Extracto de la fuente
^^^^

Antes de ser elegido papa, Ratzinger se desempeñó como prefecto de la Congregación para la Doctrina de la Fe, un ministerio vaticano dedicado a vigilar el dogma, sucesor de la antigua y deplorada Inquisición y del Santo Oficio. Ratzinger, a pesar de revelarse como un custodio de la doctrina muy poco inclinado a promover aperturas, ha dado muestras de su disposición al encuentro polémico con el mundo laico, una actitud verdaderamente insólita en la Iglesia tanto por su amplitud de miras como por el nivel de la discusión que terminó suscitando. El momento culminante de estos encuentros, y acaso el debate más difundido de todos aquellos en los que participó el entonces cardenal Ratzinger, fue el que tuvo como antagonista a Jürgen Habermas, posiblemente la voz más escuchada de la filosofía de nuestros días tras los fallecimientos, en los primeros años del siglo XXI, de John Rawls, Jacques Derrida, Norberto Bobbio y Richard Rorty. La discusión tuvo lugar en la Academia Católica de las Ciencias de Baviera en enero de 2004 y trató acerca de algunos núcleos de preocupación centrales para una teoría del Estado democrático atenta a los riesgos que este enfrenta en la actual fase de la Modernidad.4

En otras oportunidades, el cardenal Ratzinger también confrontó posiciones con el filósofo —abiertamente ateo— Paolo Flores D’Arcais, director de la progresista revista política romana MicroMega;5 con Marcello Pera, filósofo de la ciencia de la Universidad de Pisa y declarado cristiano, quien, en ese momento, era presidente del Senado italiano por el partido berlusconiano Popolo della Libertà;6 y con el historiador liberal Ernesto Galli della Loggia, columnista, asimismo, del diario milanés Corriere della Sera.7 Si bien en sus intercambios Pera y Galli della Loggia demostraron tener con Ratzinger una afinidad cercana a la condescendencia, el debate que este mantuvo con Flores D’Arcais alcanzó, en cambio, inusitada intensidad.

^^^^

Filas mostradas
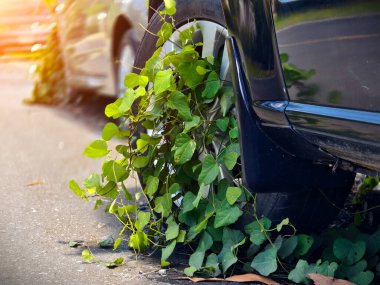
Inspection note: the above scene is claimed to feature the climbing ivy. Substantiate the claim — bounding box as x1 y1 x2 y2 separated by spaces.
69 0 380 285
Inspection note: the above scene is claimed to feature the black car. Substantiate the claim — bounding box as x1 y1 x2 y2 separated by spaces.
135 0 380 231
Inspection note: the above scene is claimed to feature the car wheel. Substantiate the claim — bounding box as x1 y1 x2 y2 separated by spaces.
134 0 354 232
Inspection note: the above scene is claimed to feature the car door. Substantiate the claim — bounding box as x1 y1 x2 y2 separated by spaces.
59 0 112 89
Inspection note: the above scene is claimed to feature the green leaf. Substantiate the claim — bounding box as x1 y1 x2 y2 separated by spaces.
276 218 289 232
214 201 243 228
220 251 238 273
124 73 149 88
164 0 176 16
94 199 103 210
222 227 244 244
96 181 119 199
182 192 195 213
83 173 100 188
135 211 151 232
216 117 230 132
183 266 197 276
136 139 149 153
123 205 139 214
83 140 110 158
153 69 173 94
198 154 219 185
176 230 186 242
220 86 235 116
169 183 180 194
113 238 123 250
226 187 242 205
196 231 213 252
333 235 366 265
228 127 239 139
154 193 172 217
98 236 114 248
154 22 173 46
144 176 160 197
278 236 298 259
179 25 195 46
202 71 220 99
128 231 149 252
189 251 205 269
172 133 196 164
288 259 314 284
223 152 240 170
102 123 119 141
161 240 177 266
206 253 221 277
121 183 132 201
165 216 179 241
294 234 314 257
177 60 206 88
104 98 123 119
184 116 201 133
104 257 124 269
350 270 375 285
166 91 192 121
118 89 141 114
251 247 277 276
82 249 94 262
69 180 87 199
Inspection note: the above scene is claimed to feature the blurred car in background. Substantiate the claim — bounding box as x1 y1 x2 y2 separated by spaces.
0 0 52 55
56 0 148 96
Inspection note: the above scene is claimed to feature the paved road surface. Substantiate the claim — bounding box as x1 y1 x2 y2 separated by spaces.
0 63 171 285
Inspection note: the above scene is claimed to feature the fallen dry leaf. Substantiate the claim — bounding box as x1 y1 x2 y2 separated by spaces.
179 273 280 285
307 273 356 285
25 179 46 186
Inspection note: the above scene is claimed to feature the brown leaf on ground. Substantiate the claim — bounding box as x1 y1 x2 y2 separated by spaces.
307 273 356 285
25 179 46 186
179 273 280 285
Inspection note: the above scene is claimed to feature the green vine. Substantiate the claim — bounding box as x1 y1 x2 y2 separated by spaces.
69 1 380 285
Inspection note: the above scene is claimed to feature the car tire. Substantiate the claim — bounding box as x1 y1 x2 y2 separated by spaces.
134 0 354 232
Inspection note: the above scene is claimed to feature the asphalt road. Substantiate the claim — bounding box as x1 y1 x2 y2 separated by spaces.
277 14 380 112
0 63 171 285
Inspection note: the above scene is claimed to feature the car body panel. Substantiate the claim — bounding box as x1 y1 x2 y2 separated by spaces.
57 0 147 96
222 0 380 175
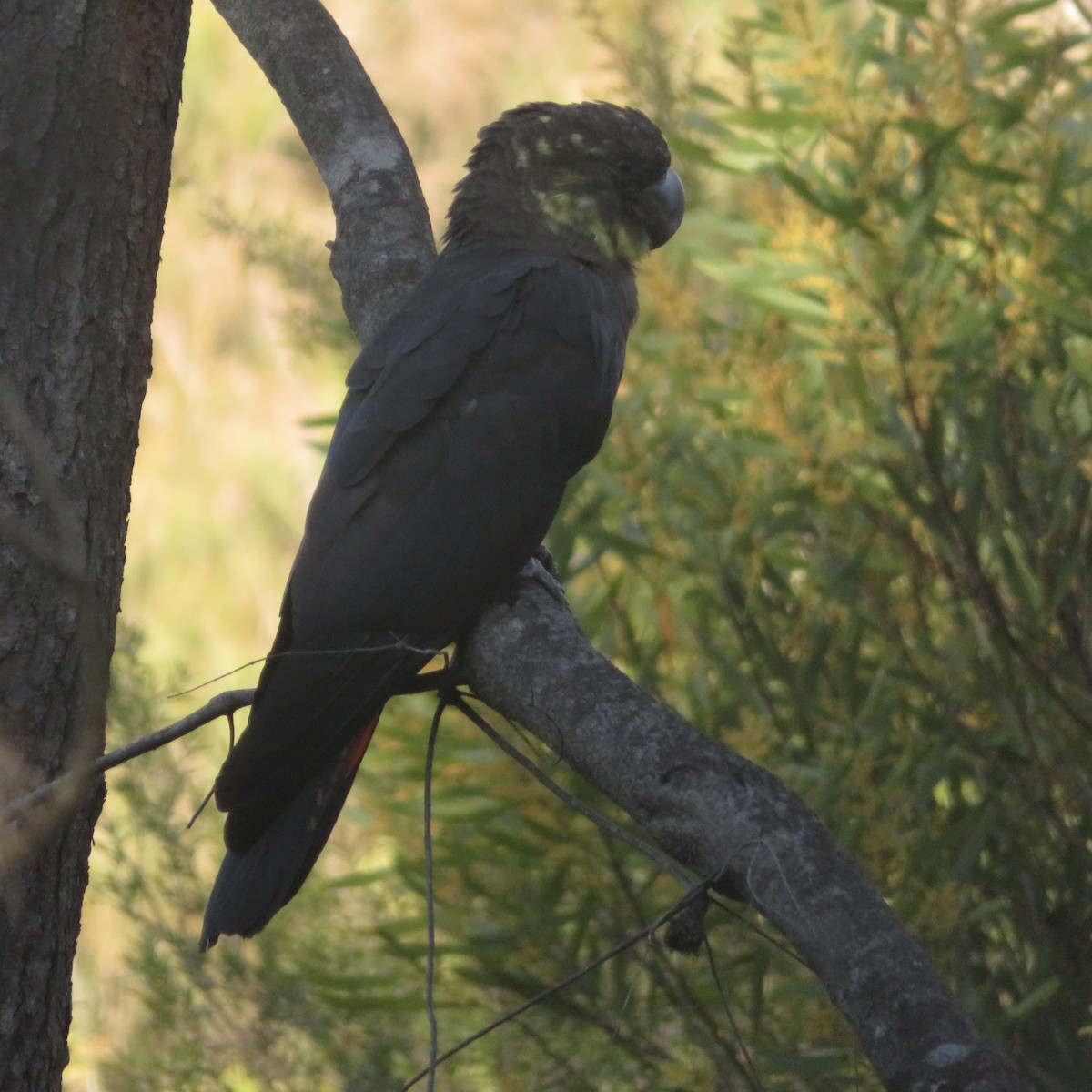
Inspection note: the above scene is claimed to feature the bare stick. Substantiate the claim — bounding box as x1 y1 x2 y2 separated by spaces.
399 884 706 1092
0 689 255 824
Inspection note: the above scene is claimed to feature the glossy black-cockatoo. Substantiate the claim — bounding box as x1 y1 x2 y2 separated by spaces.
201 103 683 950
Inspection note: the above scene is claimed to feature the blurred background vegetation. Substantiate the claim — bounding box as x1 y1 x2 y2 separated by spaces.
66 0 1092 1092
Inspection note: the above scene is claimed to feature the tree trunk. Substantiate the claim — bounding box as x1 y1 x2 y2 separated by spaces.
0 0 190 1092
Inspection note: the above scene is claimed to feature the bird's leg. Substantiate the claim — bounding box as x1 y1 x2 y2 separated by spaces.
391 657 466 697
520 545 569 608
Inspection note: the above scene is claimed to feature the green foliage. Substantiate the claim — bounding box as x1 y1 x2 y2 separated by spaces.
557 2 1092 1088
87 0 1092 1092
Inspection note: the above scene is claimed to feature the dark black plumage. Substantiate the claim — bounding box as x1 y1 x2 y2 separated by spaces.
201 103 682 949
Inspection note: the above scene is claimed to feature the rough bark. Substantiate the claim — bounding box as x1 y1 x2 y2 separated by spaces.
462 570 1030 1092
0 0 189 1092
203 0 1030 1092
213 0 436 345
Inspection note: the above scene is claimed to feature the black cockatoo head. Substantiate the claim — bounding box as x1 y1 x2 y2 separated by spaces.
444 103 683 263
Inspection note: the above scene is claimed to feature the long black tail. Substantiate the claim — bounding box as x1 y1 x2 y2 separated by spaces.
201 713 380 951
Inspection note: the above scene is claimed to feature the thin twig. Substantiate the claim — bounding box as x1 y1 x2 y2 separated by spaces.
451 694 693 888
399 877 709 1092
701 937 763 1092
0 689 255 824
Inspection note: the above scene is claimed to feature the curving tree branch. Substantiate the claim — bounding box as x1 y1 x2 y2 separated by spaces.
213 0 436 345
205 0 1031 1092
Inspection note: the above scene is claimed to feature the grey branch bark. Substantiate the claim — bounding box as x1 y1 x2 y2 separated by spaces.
214 0 1031 1092
213 0 436 345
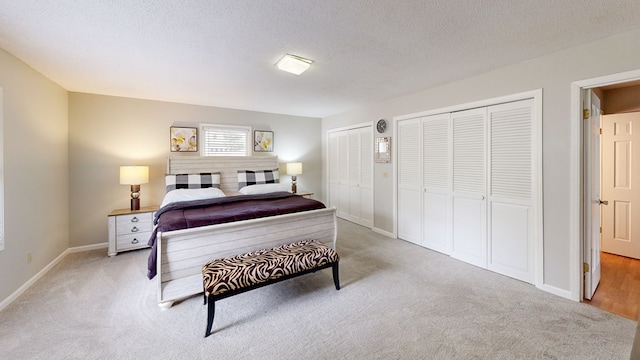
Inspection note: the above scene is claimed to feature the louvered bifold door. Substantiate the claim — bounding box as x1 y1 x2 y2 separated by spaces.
488 100 534 283
451 108 487 268
397 119 422 245
337 131 349 219
360 126 373 228
329 132 340 209
422 113 453 255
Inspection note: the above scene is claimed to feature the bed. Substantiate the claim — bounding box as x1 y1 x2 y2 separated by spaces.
149 156 337 308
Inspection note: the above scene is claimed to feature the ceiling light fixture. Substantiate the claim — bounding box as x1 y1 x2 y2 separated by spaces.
276 54 313 75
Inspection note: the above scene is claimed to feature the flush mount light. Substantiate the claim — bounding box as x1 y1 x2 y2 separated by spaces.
276 54 313 75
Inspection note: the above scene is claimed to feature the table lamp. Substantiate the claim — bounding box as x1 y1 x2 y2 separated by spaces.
120 166 149 210
287 163 302 194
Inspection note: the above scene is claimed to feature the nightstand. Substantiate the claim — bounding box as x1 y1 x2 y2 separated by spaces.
107 206 159 256
296 191 313 199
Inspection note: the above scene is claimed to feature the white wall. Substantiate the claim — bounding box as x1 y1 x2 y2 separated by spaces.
0 49 69 303
69 92 322 248
322 29 640 292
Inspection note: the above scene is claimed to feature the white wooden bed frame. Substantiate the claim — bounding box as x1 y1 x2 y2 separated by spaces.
156 156 337 309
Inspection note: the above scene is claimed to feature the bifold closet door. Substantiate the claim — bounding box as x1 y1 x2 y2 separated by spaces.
348 127 373 228
336 131 350 219
329 132 340 211
451 108 487 268
422 113 453 255
488 100 535 283
397 118 422 245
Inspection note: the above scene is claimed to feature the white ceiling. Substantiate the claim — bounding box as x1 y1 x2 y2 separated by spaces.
0 0 640 117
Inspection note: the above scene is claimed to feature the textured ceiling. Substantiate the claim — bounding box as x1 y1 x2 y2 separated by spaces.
0 0 640 117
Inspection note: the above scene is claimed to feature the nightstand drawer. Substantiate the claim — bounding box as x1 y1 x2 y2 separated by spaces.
116 213 153 235
107 206 159 256
116 232 151 251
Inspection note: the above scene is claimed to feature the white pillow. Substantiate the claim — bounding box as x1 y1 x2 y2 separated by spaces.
160 188 224 207
238 183 291 195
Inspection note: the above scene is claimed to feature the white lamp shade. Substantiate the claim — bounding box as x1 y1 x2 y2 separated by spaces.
287 163 302 176
120 166 149 185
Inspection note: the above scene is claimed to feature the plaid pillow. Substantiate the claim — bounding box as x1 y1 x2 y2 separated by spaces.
165 172 220 192
238 169 280 190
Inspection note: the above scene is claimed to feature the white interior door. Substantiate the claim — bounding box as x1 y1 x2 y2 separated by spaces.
451 108 487 268
584 90 608 299
398 119 422 245
602 113 640 259
422 113 453 255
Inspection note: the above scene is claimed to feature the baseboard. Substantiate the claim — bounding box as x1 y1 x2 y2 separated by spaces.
67 243 109 254
371 228 396 239
538 284 576 301
0 243 107 311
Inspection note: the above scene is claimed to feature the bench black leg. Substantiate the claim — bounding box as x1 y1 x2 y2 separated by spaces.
332 263 340 290
204 299 216 337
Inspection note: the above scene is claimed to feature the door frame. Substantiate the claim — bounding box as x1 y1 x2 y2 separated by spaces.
572 69 640 302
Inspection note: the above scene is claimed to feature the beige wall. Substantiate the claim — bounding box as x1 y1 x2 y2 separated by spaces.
601 86 640 114
322 29 640 291
0 49 69 303
69 92 322 251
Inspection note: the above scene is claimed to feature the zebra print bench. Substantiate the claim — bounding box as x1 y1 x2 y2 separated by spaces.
202 240 340 337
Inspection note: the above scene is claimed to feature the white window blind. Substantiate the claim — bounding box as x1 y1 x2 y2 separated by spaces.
200 124 251 156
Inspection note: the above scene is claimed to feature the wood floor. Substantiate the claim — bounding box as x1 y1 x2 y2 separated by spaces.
584 252 640 321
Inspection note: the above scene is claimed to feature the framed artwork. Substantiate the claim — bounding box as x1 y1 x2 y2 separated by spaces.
253 130 273 151
170 126 198 152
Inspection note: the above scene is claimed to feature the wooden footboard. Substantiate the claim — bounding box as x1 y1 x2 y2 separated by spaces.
156 208 337 308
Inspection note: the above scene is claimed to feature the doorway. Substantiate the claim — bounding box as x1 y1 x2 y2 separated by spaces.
573 71 640 320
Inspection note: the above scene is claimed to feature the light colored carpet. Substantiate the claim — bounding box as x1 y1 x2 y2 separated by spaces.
0 221 636 359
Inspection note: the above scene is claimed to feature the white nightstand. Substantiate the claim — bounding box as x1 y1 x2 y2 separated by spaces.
296 191 313 199
107 206 159 256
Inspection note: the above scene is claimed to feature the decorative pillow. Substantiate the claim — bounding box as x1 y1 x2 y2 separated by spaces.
165 172 220 192
160 187 224 207
238 184 291 195
238 169 280 190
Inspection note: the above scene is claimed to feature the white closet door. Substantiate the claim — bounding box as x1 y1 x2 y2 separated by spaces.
397 119 422 245
358 127 373 228
336 131 349 219
488 100 535 283
329 132 340 209
422 113 453 255
451 108 487 268
346 129 362 223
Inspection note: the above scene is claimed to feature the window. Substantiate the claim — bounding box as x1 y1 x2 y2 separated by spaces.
200 124 251 156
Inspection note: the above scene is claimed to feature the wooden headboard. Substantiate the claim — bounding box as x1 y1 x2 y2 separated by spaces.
167 156 279 193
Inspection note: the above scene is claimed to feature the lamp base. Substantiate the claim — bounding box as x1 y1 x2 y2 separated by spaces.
131 185 140 210
131 199 140 210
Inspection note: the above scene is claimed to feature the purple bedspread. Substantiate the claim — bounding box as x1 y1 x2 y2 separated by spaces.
147 192 325 279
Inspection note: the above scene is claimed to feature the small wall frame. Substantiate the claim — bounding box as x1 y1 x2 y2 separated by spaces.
373 136 391 163
170 126 198 152
253 130 273 152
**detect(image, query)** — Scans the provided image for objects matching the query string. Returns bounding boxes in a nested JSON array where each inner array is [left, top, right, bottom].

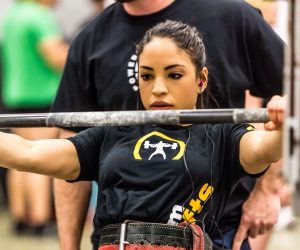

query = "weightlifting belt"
[[98, 221, 212, 250]]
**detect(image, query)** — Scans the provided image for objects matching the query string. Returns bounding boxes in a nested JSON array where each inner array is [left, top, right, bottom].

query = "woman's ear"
[[197, 67, 208, 94]]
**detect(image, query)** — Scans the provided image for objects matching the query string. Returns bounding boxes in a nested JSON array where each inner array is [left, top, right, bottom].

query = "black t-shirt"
[[70, 124, 253, 244], [52, 0, 283, 244], [52, 0, 283, 119]]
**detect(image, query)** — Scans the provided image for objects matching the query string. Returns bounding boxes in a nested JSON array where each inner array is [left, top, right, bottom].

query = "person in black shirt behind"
[[0, 20, 286, 249]]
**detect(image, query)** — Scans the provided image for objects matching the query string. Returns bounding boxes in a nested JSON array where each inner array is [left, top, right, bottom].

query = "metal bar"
[[284, 0, 300, 216], [0, 109, 269, 128]]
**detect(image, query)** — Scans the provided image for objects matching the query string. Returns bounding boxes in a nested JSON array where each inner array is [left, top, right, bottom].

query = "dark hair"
[[137, 20, 206, 74], [137, 20, 214, 108]]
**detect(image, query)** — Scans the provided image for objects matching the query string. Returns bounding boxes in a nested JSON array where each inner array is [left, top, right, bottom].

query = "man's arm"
[[232, 161, 282, 250], [233, 91, 282, 250], [54, 130, 91, 250]]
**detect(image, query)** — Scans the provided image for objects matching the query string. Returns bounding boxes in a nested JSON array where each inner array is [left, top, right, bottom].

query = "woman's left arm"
[[239, 96, 286, 174]]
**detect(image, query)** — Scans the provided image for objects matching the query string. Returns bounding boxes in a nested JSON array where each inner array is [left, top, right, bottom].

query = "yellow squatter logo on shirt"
[[133, 131, 185, 160]]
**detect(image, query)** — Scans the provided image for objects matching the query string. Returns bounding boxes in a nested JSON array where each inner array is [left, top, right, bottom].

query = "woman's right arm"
[[0, 132, 80, 180]]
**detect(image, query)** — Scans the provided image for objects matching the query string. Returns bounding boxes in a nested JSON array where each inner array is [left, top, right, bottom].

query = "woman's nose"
[[152, 79, 168, 95]]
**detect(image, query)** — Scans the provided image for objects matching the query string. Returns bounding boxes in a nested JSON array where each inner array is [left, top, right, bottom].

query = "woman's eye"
[[141, 74, 152, 81], [169, 73, 182, 80]]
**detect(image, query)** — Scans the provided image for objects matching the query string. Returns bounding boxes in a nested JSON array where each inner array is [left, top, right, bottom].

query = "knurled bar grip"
[[0, 108, 269, 128]]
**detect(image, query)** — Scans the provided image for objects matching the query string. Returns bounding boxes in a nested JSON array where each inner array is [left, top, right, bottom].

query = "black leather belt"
[[99, 221, 212, 250], [99, 222, 193, 249]]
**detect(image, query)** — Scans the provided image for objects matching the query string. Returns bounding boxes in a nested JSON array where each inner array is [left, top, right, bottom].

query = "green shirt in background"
[[2, 1, 60, 108]]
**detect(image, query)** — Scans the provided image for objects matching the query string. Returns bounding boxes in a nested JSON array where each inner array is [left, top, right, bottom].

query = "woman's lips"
[[150, 101, 173, 110]]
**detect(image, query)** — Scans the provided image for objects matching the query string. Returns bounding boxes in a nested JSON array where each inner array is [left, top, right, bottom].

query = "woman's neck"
[[123, 0, 175, 16]]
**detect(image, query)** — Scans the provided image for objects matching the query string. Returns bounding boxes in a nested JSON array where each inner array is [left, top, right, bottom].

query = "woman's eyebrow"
[[140, 65, 154, 71], [164, 64, 185, 70]]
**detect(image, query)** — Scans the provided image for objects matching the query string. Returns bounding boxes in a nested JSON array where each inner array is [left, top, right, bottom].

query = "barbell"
[[0, 108, 269, 128]]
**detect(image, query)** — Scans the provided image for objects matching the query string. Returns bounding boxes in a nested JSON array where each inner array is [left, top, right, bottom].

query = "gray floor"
[[0, 210, 300, 250]]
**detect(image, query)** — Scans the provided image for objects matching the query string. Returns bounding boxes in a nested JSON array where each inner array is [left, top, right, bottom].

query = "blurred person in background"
[[245, 0, 295, 250], [2, 0, 68, 235]]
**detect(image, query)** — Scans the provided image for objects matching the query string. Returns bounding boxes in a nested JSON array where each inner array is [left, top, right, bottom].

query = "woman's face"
[[139, 38, 207, 110]]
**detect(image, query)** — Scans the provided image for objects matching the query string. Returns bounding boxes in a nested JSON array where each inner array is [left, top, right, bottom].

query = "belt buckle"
[[119, 220, 130, 250]]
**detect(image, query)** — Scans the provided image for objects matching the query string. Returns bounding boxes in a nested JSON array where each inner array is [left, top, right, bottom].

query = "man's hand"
[[232, 167, 281, 250]]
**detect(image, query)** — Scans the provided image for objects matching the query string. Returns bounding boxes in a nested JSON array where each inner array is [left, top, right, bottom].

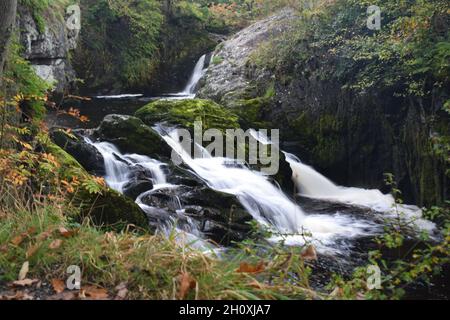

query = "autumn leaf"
[[0, 291, 34, 301], [18, 261, 30, 280], [11, 234, 25, 246], [58, 227, 75, 238], [36, 230, 53, 242], [48, 239, 62, 250], [51, 279, 66, 293], [81, 286, 108, 300], [26, 243, 41, 258], [302, 245, 318, 261], [177, 272, 197, 300], [48, 291, 78, 300], [12, 279, 39, 287], [236, 261, 265, 274], [115, 282, 128, 300]]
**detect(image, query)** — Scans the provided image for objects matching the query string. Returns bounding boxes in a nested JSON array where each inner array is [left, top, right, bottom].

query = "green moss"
[[230, 97, 269, 128], [41, 138, 148, 230], [96, 115, 171, 157], [136, 99, 239, 130]]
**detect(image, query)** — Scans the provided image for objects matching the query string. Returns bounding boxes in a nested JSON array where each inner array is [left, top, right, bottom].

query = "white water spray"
[[285, 153, 435, 232], [179, 54, 207, 97]]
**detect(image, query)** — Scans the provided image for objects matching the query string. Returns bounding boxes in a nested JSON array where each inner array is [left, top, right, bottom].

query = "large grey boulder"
[[198, 8, 296, 106]]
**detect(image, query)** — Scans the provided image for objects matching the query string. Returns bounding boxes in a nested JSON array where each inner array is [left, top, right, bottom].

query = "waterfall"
[[154, 126, 378, 252], [180, 54, 206, 96], [285, 153, 435, 232], [87, 126, 434, 254], [85, 138, 167, 193]]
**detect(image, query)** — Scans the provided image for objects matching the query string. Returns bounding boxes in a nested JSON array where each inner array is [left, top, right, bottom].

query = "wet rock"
[[93, 114, 172, 159], [17, 5, 79, 93], [135, 99, 239, 130], [142, 186, 253, 245], [50, 129, 106, 176], [41, 139, 149, 230], [123, 179, 153, 200], [198, 9, 295, 106]]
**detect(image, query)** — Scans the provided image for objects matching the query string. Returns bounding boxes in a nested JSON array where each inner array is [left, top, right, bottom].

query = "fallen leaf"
[[36, 230, 52, 242], [330, 287, 344, 298], [115, 282, 128, 300], [116, 288, 128, 300], [0, 291, 34, 301], [236, 261, 265, 274], [48, 239, 62, 250], [18, 261, 30, 280], [178, 272, 197, 300], [58, 227, 75, 238], [11, 234, 25, 246], [26, 244, 41, 258], [27, 227, 36, 235], [81, 286, 108, 300], [302, 245, 318, 261], [51, 279, 66, 293], [12, 279, 39, 287], [48, 291, 78, 300]]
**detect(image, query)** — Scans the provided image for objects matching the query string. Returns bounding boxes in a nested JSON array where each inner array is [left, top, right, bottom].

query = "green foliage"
[[75, 0, 163, 88], [5, 40, 51, 120], [136, 99, 239, 130], [329, 174, 450, 300]]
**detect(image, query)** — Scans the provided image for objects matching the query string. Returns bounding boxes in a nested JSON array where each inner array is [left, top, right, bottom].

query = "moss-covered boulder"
[[94, 114, 171, 158], [135, 99, 239, 130], [50, 129, 105, 176], [41, 139, 148, 230]]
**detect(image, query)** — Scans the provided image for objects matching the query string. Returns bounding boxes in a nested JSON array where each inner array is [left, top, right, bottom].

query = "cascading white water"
[[155, 127, 377, 252], [82, 122, 434, 254], [85, 138, 219, 254], [285, 153, 435, 232], [180, 54, 206, 96], [85, 138, 167, 192]]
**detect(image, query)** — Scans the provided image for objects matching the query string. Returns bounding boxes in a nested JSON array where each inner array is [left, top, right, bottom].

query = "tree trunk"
[[0, 0, 17, 85]]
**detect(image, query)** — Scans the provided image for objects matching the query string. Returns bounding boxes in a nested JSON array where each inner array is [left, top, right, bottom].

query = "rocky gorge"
[[0, 0, 450, 298]]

^^^^

Consigna 1
Según el extracto de la fuente, ¿dónde y cuándo se celebró la discusión entre Ratzinger y Jürgen Habermas?
Consigna 2
Reescribe como una lista JSON de cadenas las filas que van desde la línea que contiene "Inspection note: the above scene is claimed to feature the bare" hasta la línea que contiene "205 0 1031 1092", ambas incluidas. Cada línea debe ser un elemento de la lista y las líneas en blanco deben omitirse.

Respuesta desarrollada 1
Se celebró en la Academia Católica de las Ciencias de Baviera, en enero de 2004.

Respuesta desarrollada 2
[
  "Inspection note: the above scene is claimed to feature the bare stick. Substantiate the claim — bounding box as x1 y1 x2 y2 separated by spaces.",
  "399 884 706 1092",
  "0 689 255 824",
  "Inspection note: the above scene is claimed to feature the glossy black-cockatoo. Substantiate the claim — bounding box as x1 y1 x2 y2 separated by spaces.",
  "201 103 683 950",
  "Inspection note: the above scene is claimed to feature the blurred background vegetation. Substantiate the claim — bounding box as x1 y1 x2 y2 separated by spaces.",
  "66 0 1092 1092",
  "Inspection note: the above scene is claimed to feature the tree trunk. Substantiate the claim — bounding box as x1 y1 x2 y2 separated by spaces.",
  "0 0 190 1092",
  "Inspection note: the above scene is claimed to feature the bird's leg. Substantiate the claim — bounding box as x1 y1 x2 y2 separated by spaces.",
  "391 657 466 697",
  "520 545 569 608",
  "Inspection note: the above scene is claimed to feature the green foliage. Substantiate the claim — bounding box as x1 y1 x2 y2 separated by spaces.",
  "557 2 1092 1088",
  "87 0 1092 1092",
  "Inspection note: the above scene is claimed to feature the dark black plumage. Substantiate the claim — bounding box as x1 y1 x2 y2 separated by spaces.",
  "201 103 682 949",
  "Inspection note: the above scene is claimed to feature the rough bark. Substantiate the claim — bounding box as x1 y1 x2 y2 separated by spaces.",
  "462 570 1030 1092",
  "0 0 189 1092",
  "203 0 1030 1092",
  "213 0 436 345",
  "Inspection note: the above scene is claimed to feature the black cockatoo head. Substantiate the claim — bounding box as x1 y1 x2 y2 separated by spaces.",
  "444 103 683 263",
  "Inspection note: the above scene is claimed to feature the long black tail. Substantiate the claim — bounding box as x1 y1 x2 y2 separated by spaces.",
  "201 713 380 951",
  "Inspection note: the above scene is claimed to feature the thin twig. Substantiate the claim — bounding box as x1 y1 x2 y2 separated by spaces.",
  "451 694 693 888",
  "399 877 709 1092",
  "701 937 763 1092",
  "0 689 255 824",
  "Inspection note: the above scene is claimed to feature the curving tree branch. Substantiate the claim — bounding box as x1 y1 x2 y2 separated by spaces.",
  "213 0 436 345",
  "205 0 1031 1092"
]